RAW RECORDS.
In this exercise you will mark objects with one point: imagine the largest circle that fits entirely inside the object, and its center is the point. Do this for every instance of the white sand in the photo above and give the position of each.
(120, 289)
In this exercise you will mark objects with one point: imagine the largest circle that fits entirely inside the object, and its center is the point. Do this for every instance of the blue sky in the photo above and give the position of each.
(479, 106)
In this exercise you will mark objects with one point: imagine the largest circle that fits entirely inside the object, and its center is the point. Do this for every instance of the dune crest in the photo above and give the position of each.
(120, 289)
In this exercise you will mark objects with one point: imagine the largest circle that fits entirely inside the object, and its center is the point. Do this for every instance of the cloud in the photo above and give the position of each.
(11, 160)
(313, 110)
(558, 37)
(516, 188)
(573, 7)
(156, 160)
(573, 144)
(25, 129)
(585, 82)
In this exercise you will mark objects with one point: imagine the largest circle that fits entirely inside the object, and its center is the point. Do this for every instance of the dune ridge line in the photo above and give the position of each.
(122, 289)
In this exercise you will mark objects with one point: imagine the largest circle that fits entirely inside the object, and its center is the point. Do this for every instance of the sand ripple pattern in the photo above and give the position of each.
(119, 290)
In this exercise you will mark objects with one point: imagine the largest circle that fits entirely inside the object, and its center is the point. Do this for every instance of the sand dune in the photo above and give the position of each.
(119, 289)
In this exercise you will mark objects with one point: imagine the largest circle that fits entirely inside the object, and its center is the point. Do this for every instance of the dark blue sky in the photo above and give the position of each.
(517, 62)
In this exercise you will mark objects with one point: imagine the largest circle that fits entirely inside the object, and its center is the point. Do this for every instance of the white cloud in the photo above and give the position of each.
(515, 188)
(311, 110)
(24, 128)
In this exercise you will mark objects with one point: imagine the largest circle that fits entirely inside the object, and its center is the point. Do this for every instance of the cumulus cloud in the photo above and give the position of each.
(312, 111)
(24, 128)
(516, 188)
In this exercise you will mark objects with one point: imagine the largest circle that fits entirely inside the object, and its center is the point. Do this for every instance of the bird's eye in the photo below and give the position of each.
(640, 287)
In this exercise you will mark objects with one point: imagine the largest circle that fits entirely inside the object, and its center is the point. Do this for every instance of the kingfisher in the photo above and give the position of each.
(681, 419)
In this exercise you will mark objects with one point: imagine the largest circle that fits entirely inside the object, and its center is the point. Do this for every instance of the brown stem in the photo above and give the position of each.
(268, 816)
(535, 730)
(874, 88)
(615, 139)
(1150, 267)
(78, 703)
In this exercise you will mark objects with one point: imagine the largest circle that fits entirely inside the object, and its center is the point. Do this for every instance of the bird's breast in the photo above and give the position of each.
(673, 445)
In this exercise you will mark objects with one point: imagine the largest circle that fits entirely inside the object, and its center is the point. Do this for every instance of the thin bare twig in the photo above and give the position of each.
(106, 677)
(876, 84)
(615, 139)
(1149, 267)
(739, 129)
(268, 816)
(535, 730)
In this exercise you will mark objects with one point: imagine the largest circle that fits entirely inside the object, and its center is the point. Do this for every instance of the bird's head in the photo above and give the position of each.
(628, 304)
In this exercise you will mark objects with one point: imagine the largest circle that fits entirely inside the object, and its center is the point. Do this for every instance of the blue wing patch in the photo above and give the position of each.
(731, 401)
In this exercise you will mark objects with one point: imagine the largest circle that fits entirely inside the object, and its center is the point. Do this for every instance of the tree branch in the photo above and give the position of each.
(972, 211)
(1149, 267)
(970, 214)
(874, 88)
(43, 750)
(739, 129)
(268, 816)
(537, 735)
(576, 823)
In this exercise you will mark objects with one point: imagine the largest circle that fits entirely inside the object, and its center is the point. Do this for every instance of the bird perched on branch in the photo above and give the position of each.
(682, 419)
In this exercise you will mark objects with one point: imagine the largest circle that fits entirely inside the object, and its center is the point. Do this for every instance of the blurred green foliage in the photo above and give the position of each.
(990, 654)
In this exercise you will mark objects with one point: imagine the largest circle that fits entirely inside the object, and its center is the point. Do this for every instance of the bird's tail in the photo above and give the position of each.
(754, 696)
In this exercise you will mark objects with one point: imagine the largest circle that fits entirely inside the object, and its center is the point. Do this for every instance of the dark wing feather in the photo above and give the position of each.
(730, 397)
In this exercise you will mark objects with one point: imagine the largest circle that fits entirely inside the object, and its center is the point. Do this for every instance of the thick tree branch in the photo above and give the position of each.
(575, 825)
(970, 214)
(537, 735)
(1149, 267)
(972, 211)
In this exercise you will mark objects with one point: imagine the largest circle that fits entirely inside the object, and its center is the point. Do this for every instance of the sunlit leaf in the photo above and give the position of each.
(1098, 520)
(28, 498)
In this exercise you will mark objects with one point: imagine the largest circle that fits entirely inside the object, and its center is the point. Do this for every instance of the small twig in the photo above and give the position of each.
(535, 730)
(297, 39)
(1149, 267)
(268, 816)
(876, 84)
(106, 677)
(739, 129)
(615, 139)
---
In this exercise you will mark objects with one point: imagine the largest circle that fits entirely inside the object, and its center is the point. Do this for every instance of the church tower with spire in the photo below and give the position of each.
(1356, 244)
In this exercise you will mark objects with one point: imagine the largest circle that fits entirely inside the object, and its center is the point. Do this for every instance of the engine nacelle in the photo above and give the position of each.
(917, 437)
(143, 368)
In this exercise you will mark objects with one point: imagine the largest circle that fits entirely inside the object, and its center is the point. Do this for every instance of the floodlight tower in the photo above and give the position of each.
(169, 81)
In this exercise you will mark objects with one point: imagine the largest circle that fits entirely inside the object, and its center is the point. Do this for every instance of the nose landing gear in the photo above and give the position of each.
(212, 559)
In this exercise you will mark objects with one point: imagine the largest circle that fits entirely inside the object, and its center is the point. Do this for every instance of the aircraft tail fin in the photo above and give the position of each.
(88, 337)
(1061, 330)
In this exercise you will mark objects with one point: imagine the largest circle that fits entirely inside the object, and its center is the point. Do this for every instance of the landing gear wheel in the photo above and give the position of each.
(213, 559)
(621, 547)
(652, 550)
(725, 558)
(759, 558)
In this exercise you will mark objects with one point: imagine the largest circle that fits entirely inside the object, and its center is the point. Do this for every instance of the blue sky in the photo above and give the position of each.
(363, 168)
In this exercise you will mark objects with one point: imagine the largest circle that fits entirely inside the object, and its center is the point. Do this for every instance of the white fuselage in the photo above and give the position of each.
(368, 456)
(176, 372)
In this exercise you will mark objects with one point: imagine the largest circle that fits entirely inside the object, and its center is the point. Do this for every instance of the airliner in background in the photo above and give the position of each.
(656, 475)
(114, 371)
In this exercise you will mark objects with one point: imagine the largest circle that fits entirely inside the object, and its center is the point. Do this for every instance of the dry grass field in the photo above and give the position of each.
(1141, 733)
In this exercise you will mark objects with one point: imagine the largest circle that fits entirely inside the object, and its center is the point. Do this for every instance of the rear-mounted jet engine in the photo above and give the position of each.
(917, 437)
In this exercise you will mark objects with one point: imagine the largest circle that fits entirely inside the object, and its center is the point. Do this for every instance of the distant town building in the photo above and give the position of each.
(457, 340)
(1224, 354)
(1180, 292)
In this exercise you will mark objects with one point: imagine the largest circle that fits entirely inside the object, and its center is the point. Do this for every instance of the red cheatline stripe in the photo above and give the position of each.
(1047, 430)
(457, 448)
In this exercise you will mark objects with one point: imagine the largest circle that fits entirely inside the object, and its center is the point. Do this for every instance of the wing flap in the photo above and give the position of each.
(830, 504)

WHAT NEEDS TO BE DONE. Set down, word for word, the lines from the entries above, starting at the line that contains "of the nose" and ending at the line that contains "(1061, 330)", with both of those lines included.

RESPONSE TO THIS EXERCISE.
In this exercise you will mark objects with one point: imagine the largest circle that fits entirely inside the object, and its center is the point. Do this for every instance of the nose landing gear in the photo above and give the position of each.
(212, 559)
In this exercise you will mark objects with one point: imagine the largest circle that fits entirely inside the object, and its center is the point. Do this for every instance of the aircraft tail fin in the photo above and give the position of each.
(88, 337)
(1061, 330)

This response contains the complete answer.